--- Start of RECORDS SUPPLIED ---
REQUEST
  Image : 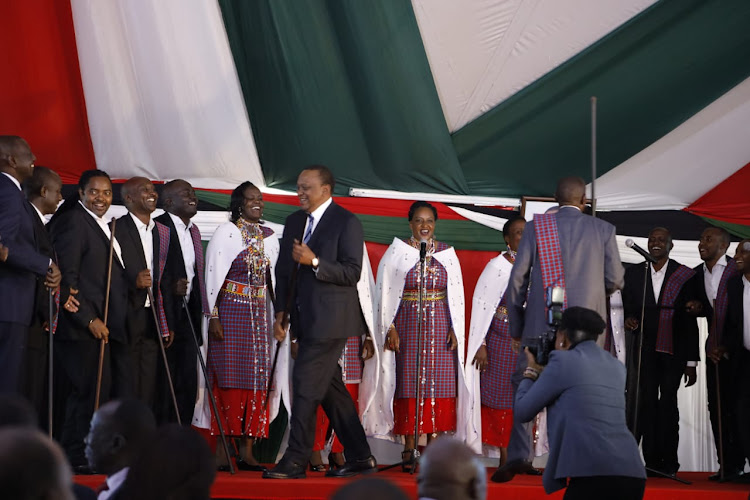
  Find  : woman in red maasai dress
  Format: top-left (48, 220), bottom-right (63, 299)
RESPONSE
top-left (467, 217), bottom-right (526, 467)
top-left (208, 182), bottom-right (274, 470)
top-left (385, 202), bottom-right (468, 471)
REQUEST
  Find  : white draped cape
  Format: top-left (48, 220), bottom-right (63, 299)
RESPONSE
top-left (193, 222), bottom-right (291, 429)
top-left (465, 254), bottom-right (513, 453)
top-left (360, 238), bottom-right (471, 446)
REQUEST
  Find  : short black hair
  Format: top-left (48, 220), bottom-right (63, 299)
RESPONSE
top-left (229, 181), bottom-right (257, 222)
top-left (560, 306), bottom-right (607, 345)
top-left (503, 215), bottom-right (526, 238)
top-left (305, 165), bottom-right (336, 196)
top-left (409, 201), bottom-right (437, 222)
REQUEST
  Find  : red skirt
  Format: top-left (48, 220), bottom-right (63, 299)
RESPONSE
top-left (393, 398), bottom-right (456, 436)
top-left (482, 405), bottom-right (513, 448)
top-left (313, 384), bottom-right (359, 453)
top-left (211, 384), bottom-right (270, 438)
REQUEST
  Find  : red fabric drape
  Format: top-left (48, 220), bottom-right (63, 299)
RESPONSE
top-left (685, 163), bottom-right (750, 226)
top-left (0, 0), bottom-right (95, 184)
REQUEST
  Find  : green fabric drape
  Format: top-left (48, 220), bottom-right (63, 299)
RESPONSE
top-left (196, 190), bottom-right (505, 252)
top-left (453, 0), bottom-right (750, 196)
top-left (219, 0), bottom-right (468, 194)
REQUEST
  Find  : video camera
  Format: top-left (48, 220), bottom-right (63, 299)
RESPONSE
top-left (521, 286), bottom-right (565, 365)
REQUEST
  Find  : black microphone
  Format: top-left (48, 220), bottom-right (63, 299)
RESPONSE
top-left (625, 238), bottom-right (656, 264)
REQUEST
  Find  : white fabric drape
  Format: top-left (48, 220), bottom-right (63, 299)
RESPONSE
top-left (412, 0), bottom-right (656, 132)
top-left (71, 0), bottom-right (264, 188)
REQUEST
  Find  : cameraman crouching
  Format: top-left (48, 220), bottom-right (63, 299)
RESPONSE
top-left (513, 307), bottom-right (646, 500)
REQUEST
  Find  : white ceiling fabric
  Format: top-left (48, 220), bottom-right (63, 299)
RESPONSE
top-left (71, 0), bottom-right (264, 188)
top-left (412, 0), bottom-right (656, 132)
top-left (596, 78), bottom-right (750, 210)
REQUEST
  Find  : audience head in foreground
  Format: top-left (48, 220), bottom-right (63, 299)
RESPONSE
top-left (417, 436), bottom-right (487, 500)
top-left (0, 427), bottom-right (74, 500)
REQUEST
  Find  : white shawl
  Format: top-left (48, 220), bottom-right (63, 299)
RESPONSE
top-left (465, 254), bottom-right (513, 453)
top-left (193, 222), bottom-right (291, 429)
top-left (360, 238), bottom-right (470, 446)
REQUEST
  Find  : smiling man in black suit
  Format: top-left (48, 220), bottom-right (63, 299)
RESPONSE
top-left (0, 136), bottom-right (60, 392)
top-left (263, 165), bottom-right (377, 479)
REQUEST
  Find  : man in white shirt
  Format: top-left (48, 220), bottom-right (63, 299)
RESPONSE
top-left (116, 177), bottom-right (172, 408)
top-left (694, 227), bottom-right (744, 481)
top-left (154, 179), bottom-right (210, 425)
top-left (622, 227), bottom-right (700, 476)
top-left (722, 239), bottom-right (750, 483)
top-left (86, 399), bottom-right (156, 500)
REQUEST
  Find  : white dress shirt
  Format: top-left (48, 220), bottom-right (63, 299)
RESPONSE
top-left (167, 212), bottom-right (195, 300)
top-left (128, 212), bottom-right (155, 307)
top-left (78, 200), bottom-right (125, 267)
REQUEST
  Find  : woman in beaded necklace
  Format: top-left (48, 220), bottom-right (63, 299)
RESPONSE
top-left (466, 216), bottom-right (526, 466)
top-left (200, 182), bottom-right (288, 471)
top-left (363, 201), bottom-right (468, 471)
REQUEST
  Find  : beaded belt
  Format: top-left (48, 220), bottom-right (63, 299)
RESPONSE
top-left (495, 306), bottom-right (508, 319)
top-left (401, 290), bottom-right (448, 301)
top-left (221, 280), bottom-right (266, 298)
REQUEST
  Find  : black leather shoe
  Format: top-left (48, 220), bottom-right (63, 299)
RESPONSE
top-left (490, 460), bottom-right (542, 483)
top-left (326, 455), bottom-right (378, 477)
top-left (234, 458), bottom-right (268, 472)
top-left (263, 459), bottom-right (307, 479)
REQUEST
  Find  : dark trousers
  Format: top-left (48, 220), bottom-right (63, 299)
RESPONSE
top-left (735, 348), bottom-right (750, 468)
top-left (55, 337), bottom-right (111, 466)
top-left (706, 359), bottom-right (744, 473)
top-left (0, 321), bottom-right (29, 394)
top-left (156, 309), bottom-right (200, 425)
top-left (563, 476), bottom-right (646, 500)
top-left (128, 307), bottom-right (159, 409)
top-left (636, 346), bottom-right (685, 473)
top-left (282, 338), bottom-right (371, 465)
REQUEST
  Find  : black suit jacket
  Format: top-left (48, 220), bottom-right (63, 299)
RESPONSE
top-left (275, 202), bottom-right (367, 339)
top-left (721, 274), bottom-right (746, 368)
top-left (0, 173), bottom-right (49, 325)
top-left (622, 259), bottom-right (705, 361)
top-left (154, 212), bottom-right (203, 344)
top-left (50, 203), bottom-right (128, 342)
top-left (115, 213), bottom-right (172, 318)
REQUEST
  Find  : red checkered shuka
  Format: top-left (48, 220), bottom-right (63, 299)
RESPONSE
top-left (706, 259), bottom-right (739, 350)
top-left (154, 221), bottom-right (169, 338)
top-left (479, 294), bottom-right (518, 410)
top-left (656, 266), bottom-right (695, 354)
top-left (534, 214), bottom-right (568, 309)
top-left (208, 249), bottom-right (271, 391)
top-left (394, 242), bottom-right (457, 402)
top-left (341, 337), bottom-right (362, 384)
top-left (190, 224), bottom-right (211, 316)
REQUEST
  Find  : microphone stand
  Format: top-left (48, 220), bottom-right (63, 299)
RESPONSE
top-left (631, 260), bottom-right (693, 484)
top-left (379, 241), bottom-right (427, 474)
top-left (182, 295), bottom-right (237, 474)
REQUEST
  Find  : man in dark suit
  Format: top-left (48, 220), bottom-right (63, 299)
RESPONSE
top-left (693, 227), bottom-right (744, 481)
top-left (500, 177), bottom-right (624, 482)
top-left (0, 136), bottom-right (60, 392)
top-left (50, 170), bottom-right (132, 473)
top-left (116, 177), bottom-right (174, 408)
top-left (263, 165), bottom-right (377, 479)
top-left (154, 179), bottom-right (206, 425)
top-left (622, 227), bottom-right (700, 475)
top-left (22, 166), bottom-right (62, 430)
top-left (721, 239), bottom-right (750, 483)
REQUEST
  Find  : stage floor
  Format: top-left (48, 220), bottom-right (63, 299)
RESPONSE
top-left (75, 469), bottom-right (750, 500)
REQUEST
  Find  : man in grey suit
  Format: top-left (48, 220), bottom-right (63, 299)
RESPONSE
top-left (492, 177), bottom-right (625, 482)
--- End of RECORDS SUPPLIED ---
**WRITTEN INSTRUCTION**
Convert every line of the rows above into a Markdown table with the columns Row Number and Line, leaving out blank lines and the pictures.

**REPLY**
| Row Number | Line |
|---|---|
| 1 | REQUEST |
| 2 |   Image :  |
| 3 |   Find  : woman in red maasai dress |
| 4 |   Format: top-left (48, 220), bottom-right (63, 299) |
| 5 | RESPONSE |
| 6 | top-left (467, 217), bottom-right (526, 467) |
| 7 | top-left (208, 182), bottom-right (274, 470) |
| 8 | top-left (385, 202), bottom-right (468, 471) |
| 9 | REQUEST |
| 10 |   Find  : white draped cape |
| 11 |   Format: top-left (48, 220), bottom-right (63, 299) |
| 12 | RESPONSE |
| 13 | top-left (193, 222), bottom-right (291, 429) |
| 14 | top-left (465, 254), bottom-right (513, 453) |
| 15 | top-left (360, 238), bottom-right (471, 446) |
| 16 | REQUEST |
| 17 |   Find  : short black hair |
| 18 |   Format: top-left (48, 220), bottom-right (63, 299) |
| 19 | RESPONSE |
| 20 | top-left (229, 181), bottom-right (257, 222) |
| 21 | top-left (560, 306), bottom-right (607, 345) |
| 22 | top-left (503, 215), bottom-right (526, 238) |
| 23 | top-left (305, 165), bottom-right (336, 196) |
| 24 | top-left (409, 201), bottom-right (437, 222) |
| 25 | REQUEST |
| 26 |   Find  : red skirt |
| 27 |   Format: top-left (48, 220), bottom-right (63, 299) |
| 28 | RESPONSE |
| 29 | top-left (393, 398), bottom-right (456, 436) |
| 30 | top-left (482, 405), bottom-right (513, 448) |
| 31 | top-left (313, 384), bottom-right (359, 453) |
| 32 | top-left (211, 384), bottom-right (270, 438) |
| 33 | REQUEST |
| 34 |   Find  : red fabric drape |
| 35 |   Format: top-left (48, 220), bottom-right (63, 299) |
| 36 | RESPONSE |
| 37 | top-left (685, 163), bottom-right (750, 226) |
| 38 | top-left (0, 0), bottom-right (95, 184) |
| 39 | REQUEST |
| 40 |   Find  : green fabric drape |
| 41 |   Format: top-left (48, 220), bottom-right (63, 299) |
| 42 | RESPONSE |
| 43 | top-left (196, 190), bottom-right (505, 252) |
| 44 | top-left (453, 0), bottom-right (750, 196) |
| 45 | top-left (219, 0), bottom-right (468, 194) |
| 46 | REQUEST |
| 47 |   Find  : video camera |
| 48 |   Format: top-left (48, 220), bottom-right (63, 299) |
| 49 | RESPONSE |
| 50 | top-left (521, 286), bottom-right (565, 365) |
| 51 | REQUEST |
| 52 |   Find  : black microphone |
| 53 |   Format: top-left (48, 220), bottom-right (63, 299) |
| 54 | RESPONSE |
| 55 | top-left (625, 238), bottom-right (656, 264) |
| 56 | REQUEST |
| 57 |   Find  : white fabric drape |
| 58 |   Format: top-left (48, 220), bottom-right (63, 299) |
| 59 | RESPONSE |
| 60 | top-left (412, 0), bottom-right (656, 132) |
| 61 | top-left (71, 0), bottom-right (264, 188) |
| 62 | REQUEST |
| 63 |   Find  : cameraman crouching |
| 64 |   Format: top-left (48, 220), bottom-right (63, 299) |
| 65 | RESPONSE |
| 66 | top-left (513, 307), bottom-right (646, 500) |
| 67 | REQUEST |
| 68 |   Find  : white ceiling fabric |
| 69 |   Format: top-left (48, 220), bottom-right (63, 299) |
| 70 | RESPONSE |
| 71 | top-left (71, 0), bottom-right (264, 188) |
| 72 | top-left (412, 0), bottom-right (656, 132) |
| 73 | top-left (596, 78), bottom-right (750, 210) |
| 74 | REQUEST |
| 75 |   Find  : audience head in foreground |
| 76 |   Format: top-left (48, 220), bottom-right (63, 299) |
| 77 | RESPONSE |
| 78 | top-left (417, 436), bottom-right (487, 500) |
| 79 | top-left (0, 427), bottom-right (74, 500) |
| 80 | REQUEST |
| 81 |   Find  : white shawl |
| 82 |   Format: top-left (48, 220), bottom-right (63, 299) |
| 83 | RESPONSE |
| 84 | top-left (465, 254), bottom-right (513, 453) |
| 85 | top-left (193, 222), bottom-right (291, 429) |
| 86 | top-left (360, 238), bottom-right (470, 446) |
| 87 | REQUEST |
| 88 |   Find  : smiling man in black suit |
| 89 |   Format: top-left (48, 220), bottom-right (63, 299) |
| 90 | RESPONSE |
| 91 | top-left (0, 136), bottom-right (60, 392) |
| 92 | top-left (263, 165), bottom-right (377, 479) |
| 93 | REQUEST |
| 94 |   Find  : man in white shirt |
| 95 |   Format: top-left (48, 220), bottom-right (63, 299) |
| 96 | RESPONSE |
| 97 | top-left (116, 177), bottom-right (172, 408) |
| 98 | top-left (694, 227), bottom-right (744, 481) |
| 99 | top-left (154, 179), bottom-right (210, 425) |
| 100 | top-left (622, 227), bottom-right (700, 476) |
| 101 | top-left (722, 239), bottom-right (750, 483) |
| 102 | top-left (86, 399), bottom-right (156, 500) |
| 103 | REQUEST |
| 104 |   Find  : white dress shirt |
| 105 |   Format: top-left (48, 220), bottom-right (63, 299) |
| 106 | RESPONSE |
| 107 | top-left (167, 212), bottom-right (195, 300) |
| 108 | top-left (128, 212), bottom-right (155, 307) |
| 109 | top-left (78, 200), bottom-right (125, 267) |
| 110 | REQUEST |
| 111 |   Find  : woman in beaded necklace |
| 112 |   Format: top-left (48, 220), bottom-right (63, 299) |
| 113 | RESPONSE |
| 114 | top-left (466, 216), bottom-right (526, 466) |
| 115 | top-left (200, 182), bottom-right (288, 471) |
| 116 | top-left (363, 201), bottom-right (468, 471) |
| 117 | REQUEST |
| 118 |   Find  : beaded belt |
| 119 |   Format: top-left (48, 220), bottom-right (63, 299) |
| 120 | RESPONSE |
| 121 | top-left (495, 306), bottom-right (508, 319) |
| 122 | top-left (401, 290), bottom-right (448, 301) |
| 123 | top-left (221, 280), bottom-right (266, 298) |
| 124 | REQUEST |
| 125 |   Find  : black leather shoe |
| 126 |   Format: top-left (48, 220), bottom-right (63, 299) |
| 127 | RESPONSE |
| 128 | top-left (490, 460), bottom-right (542, 483) |
| 129 | top-left (326, 455), bottom-right (378, 477) |
| 130 | top-left (234, 458), bottom-right (268, 472) |
| 131 | top-left (263, 459), bottom-right (307, 479) |
| 132 | REQUEST |
| 133 |   Find  : dark trousers |
| 134 |   Format: top-left (48, 220), bottom-right (63, 299) |
| 135 | RESPONSE |
| 136 | top-left (735, 348), bottom-right (750, 468) |
| 137 | top-left (55, 337), bottom-right (111, 466) |
| 138 | top-left (706, 359), bottom-right (744, 473) |
| 139 | top-left (0, 321), bottom-right (29, 394) |
| 140 | top-left (156, 309), bottom-right (200, 425) |
| 141 | top-left (563, 476), bottom-right (646, 500) |
| 142 | top-left (128, 307), bottom-right (159, 409) |
| 143 | top-left (636, 346), bottom-right (685, 473) |
| 144 | top-left (282, 338), bottom-right (371, 465) |
| 145 | REQUEST |
| 146 |   Find  : black suit jacket |
| 147 |   Format: top-left (48, 220), bottom-right (63, 299) |
| 148 | RESPONSE |
| 149 | top-left (275, 202), bottom-right (367, 339) |
| 150 | top-left (721, 274), bottom-right (746, 368) |
| 151 | top-left (0, 173), bottom-right (49, 325) |
| 152 | top-left (622, 259), bottom-right (705, 361) |
| 153 | top-left (154, 212), bottom-right (203, 344) |
| 154 | top-left (50, 203), bottom-right (128, 342) |
| 155 | top-left (115, 213), bottom-right (172, 318) |
| 156 | REQUEST |
| 157 |   Find  : red checkered shuka |
| 158 |   Format: top-left (48, 220), bottom-right (63, 299) |
| 159 | RESPONSE |
| 160 | top-left (706, 259), bottom-right (739, 350) |
| 161 | top-left (154, 221), bottom-right (169, 338) |
| 162 | top-left (479, 294), bottom-right (518, 410) |
| 163 | top-left (656, 266), bottom-right (695, 354) |
| 164 | top-left (534, 214), bottom-right (568, 309) |
| 165 | top-left (208, 249), bottom-right (271, 391) |
| 166 | top-left (394, 242), bottom-right (457, 402) |
| 167 | top-left (341, 337), bottom-right (362, 384) |
| 168 | top-left (190, 224), bottom-right (211, 316) |
| 169 | REQUEST |
| 170 |   Find  : microphone stand |
| 171 |   Format: top-left (48, 220), bottom-right (63, 299) |
| 172 | RESPONSE |
| 173 | top-left (631, 260), bottom-right (693, 484) |
| 174 | top-left (379, 241), bottom-right (427, 474) |
| 175 | top-left (182, 295), bottom-right (237, 474) |
| 176 | REQUEST |
| 177 |   Find  : man in dark suit |
| 178 |   Format: top-left (48, 220), bottom-right (63, 299) |
| 179 | RESPONSE |
| 180 | top-left (693, 227), bottom-right (744, 481) |
| 181 | top-left (500, 177), bottom-right (624, 482) |
| 182 | top-left (0, 136), bottom-right (60, 392) |
| 183 | top-left (50, 170), bottom-right (132, 473) |
| 184 | top-left (116, 177), bottom-right (174, 408) |
| 185 | top-left (263, 165), bottom-right (377, 479) |
| 186 | top-left (154, 179), bottom-right (206, 425) |
| 187 | top-left (622, 227), bottom-right (700, 475) |
| 188 | top-left (22, 166), bottom-right (62, 430) |
| 189 | top-left (721, 239), bottom-right (750, 483) |
| 190 | REQUEST |
| 191 |   Find  : stage floor |
| 192 |   Format: top-left (48, 220), bottom-right (63, 299) |
| 193 | RESPONSE |
| 194 | top-left (75, 469), bottom-right (750, 500) |
| 195 | REQUEST |
| 196 |   Find  : man in grey suit |
| 197 |   Format: top-left (48, 220), bottom-right (63, 299) |
| 198 | RESPONSE |
| 199 | top-left (492, 177), bottom-right (625, 482) |